**Brano estratto**
Ha
proprio ragione il premier Mario Monti a dire: che monotonia. Solo che a
darmi noia non è il fatto che pochi fortunati godano ancora della
sicurezza del posto fisso (tra l’altro vien da chiedersi se nel bel
mezzo di una crisi devastante esista ancora un lavoro “sicuro”). Bensì
il fatto che da oltre dieci anni il dibattito pubblico sul lavoro sia
incentrato sugli stessi dogmi. Libertà di licenziamento, flessibilità
del lavoro, cancellazione dei contratti nazionali. Tutti ricordiamo la
grande mobilitazione del 2002 contro l’abolizione dell’articolo 18, le
battaglie della Fiom in difesa del contratto nazionale, le lotte contro
la precarietà. In quegli anni un vasto fronte di sinistra capì che
dietro il ritornello della flessibilità del lavoro si celava una precisa
strategia di classe: bonificare l’economia da ogni influenza del
sindacato, lasciando solo e senza difese ogni singolo lavoratore dinanzi
al potere dell’impresa e del mercato. Il ritornello lo conosciamo bene,
è quello del neoliberismo, del turbocapitaslimo, che tanti adepti ha
avuto anche nella nostra sinistra moderata.
Dopo dieci anni di lotte, eccoci al
punto di partenza. Il programma politico del governo Monti sul lavoro
appare identico a quello dei governi Berlusconi. Difficile trovare
differenze tra Maroni, Sacconi e Fornero. E Marchionne sta portando a
compimento quello che Confindustria chiede da un decennio. Solo che in
mezzo c’è una crisi economica, quella scoppiata in America nel 2008 e
drammaticamente amplificata in Europa in questi mesi. La quale ha
dimostrato che quei dogmi erano fallaci, errati, controproducenti. Il
governo – così come l’Europa, d’altronde – prova a curare la malattia
iniettando in corpo lo stesso virus che l’ha procurata.
L’ultima
offensiva contro i diritti del lavoro, quella di questi ultimi mesi, è
la più pericolosa. Per vari motivi. In primis la crisi economica rende
più complessa una reazione: è difficile scioperare quando si è in cassa
integrazione. E forte, per molti lavoratori duramente colpiti dalla
recessione, è la spinta a conformarsi, ad abbandonare la lotta.
L’abbiamo visto a Melfi e a Taranto, dove gruppi di iscritti alla Fiom
hanno deciso di lasciare l’organizzazione, per rifugiarsi nella Cisl.
Poi c’è la debolezza della sinistra politica, finora incapace di alzare
una voce chiara e forte contro l’attacco in corso ai diritti del lavoro.
Eppure, proprio ora che la battaglia è più dura, non possiamo alzare
bandiera bianca.

**Elenco fornito**
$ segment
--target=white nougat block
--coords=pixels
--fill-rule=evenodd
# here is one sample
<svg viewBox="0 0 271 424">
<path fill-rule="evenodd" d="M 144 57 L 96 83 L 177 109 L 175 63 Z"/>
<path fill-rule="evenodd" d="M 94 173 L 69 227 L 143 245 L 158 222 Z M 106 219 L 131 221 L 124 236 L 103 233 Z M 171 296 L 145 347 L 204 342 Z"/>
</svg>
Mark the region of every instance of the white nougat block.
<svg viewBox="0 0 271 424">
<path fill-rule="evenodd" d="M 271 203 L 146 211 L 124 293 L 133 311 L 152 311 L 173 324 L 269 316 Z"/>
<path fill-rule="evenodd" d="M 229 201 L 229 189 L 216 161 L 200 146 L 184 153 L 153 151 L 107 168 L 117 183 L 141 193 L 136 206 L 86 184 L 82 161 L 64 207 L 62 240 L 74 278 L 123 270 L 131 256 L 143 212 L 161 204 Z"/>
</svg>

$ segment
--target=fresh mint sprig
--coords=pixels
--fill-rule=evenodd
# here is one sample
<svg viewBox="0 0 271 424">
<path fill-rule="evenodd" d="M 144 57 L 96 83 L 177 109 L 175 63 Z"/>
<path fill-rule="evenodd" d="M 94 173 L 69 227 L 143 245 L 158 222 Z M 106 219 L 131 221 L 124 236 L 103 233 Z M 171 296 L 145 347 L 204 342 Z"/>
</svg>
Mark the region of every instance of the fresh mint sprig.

==

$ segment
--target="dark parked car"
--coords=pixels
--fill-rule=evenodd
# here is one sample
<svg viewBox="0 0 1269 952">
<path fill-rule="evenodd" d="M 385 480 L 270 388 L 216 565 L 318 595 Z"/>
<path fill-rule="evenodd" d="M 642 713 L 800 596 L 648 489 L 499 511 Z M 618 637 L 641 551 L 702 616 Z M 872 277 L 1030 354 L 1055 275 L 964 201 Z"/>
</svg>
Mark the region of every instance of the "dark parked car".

--

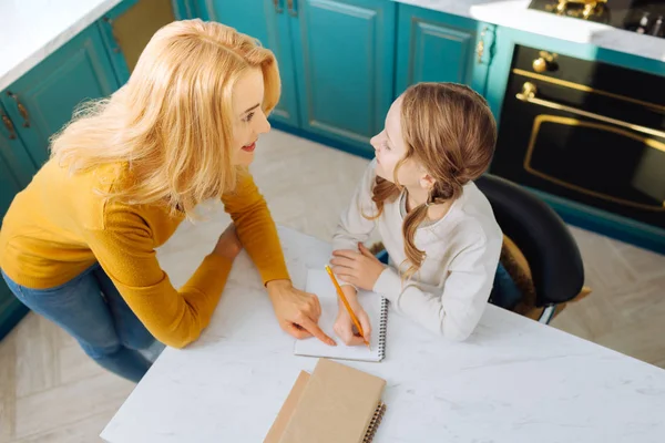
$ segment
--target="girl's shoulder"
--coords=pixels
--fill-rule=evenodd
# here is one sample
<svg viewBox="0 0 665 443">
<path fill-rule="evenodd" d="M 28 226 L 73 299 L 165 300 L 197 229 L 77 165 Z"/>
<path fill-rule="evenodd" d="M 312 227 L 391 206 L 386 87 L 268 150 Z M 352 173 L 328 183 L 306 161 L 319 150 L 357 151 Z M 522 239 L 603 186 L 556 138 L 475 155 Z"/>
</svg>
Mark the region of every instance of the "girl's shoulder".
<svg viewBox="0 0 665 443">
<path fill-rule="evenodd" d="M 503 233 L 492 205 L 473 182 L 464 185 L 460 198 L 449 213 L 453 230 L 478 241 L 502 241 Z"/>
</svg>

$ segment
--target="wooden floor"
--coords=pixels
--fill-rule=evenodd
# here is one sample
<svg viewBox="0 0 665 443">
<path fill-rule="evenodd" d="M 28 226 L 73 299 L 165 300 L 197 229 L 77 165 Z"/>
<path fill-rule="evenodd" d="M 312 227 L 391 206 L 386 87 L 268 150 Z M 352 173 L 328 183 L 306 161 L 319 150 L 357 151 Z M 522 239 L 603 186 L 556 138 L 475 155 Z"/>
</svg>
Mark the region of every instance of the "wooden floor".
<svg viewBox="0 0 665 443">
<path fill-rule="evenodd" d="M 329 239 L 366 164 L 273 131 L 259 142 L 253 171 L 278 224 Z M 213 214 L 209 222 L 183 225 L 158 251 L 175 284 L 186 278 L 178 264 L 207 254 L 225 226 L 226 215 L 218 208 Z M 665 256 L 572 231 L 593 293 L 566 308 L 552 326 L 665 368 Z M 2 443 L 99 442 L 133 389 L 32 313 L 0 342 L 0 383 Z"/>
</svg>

**Il tuo compito**
Trascrivi fedelmente la parte del brano che si apre con le parole "L’abbiamo visto a" e si chiude con "diritti del lavoro.". Per rispondere serviti soltanto del brano, non dell'elenco.

**Soluzione**
L’abbiamo visto a Melfi e a Taranto, dove gruppi di iscritti alla Fiom
hanno deciso di lasciare l’organizzazione, per rifugiarsi nella Cisl.
Poi c’è la debolezza della sinistra politica, finora incapace di alzare
una voce chiara e forte contro l’attacco in corso ai diritti del lavoro.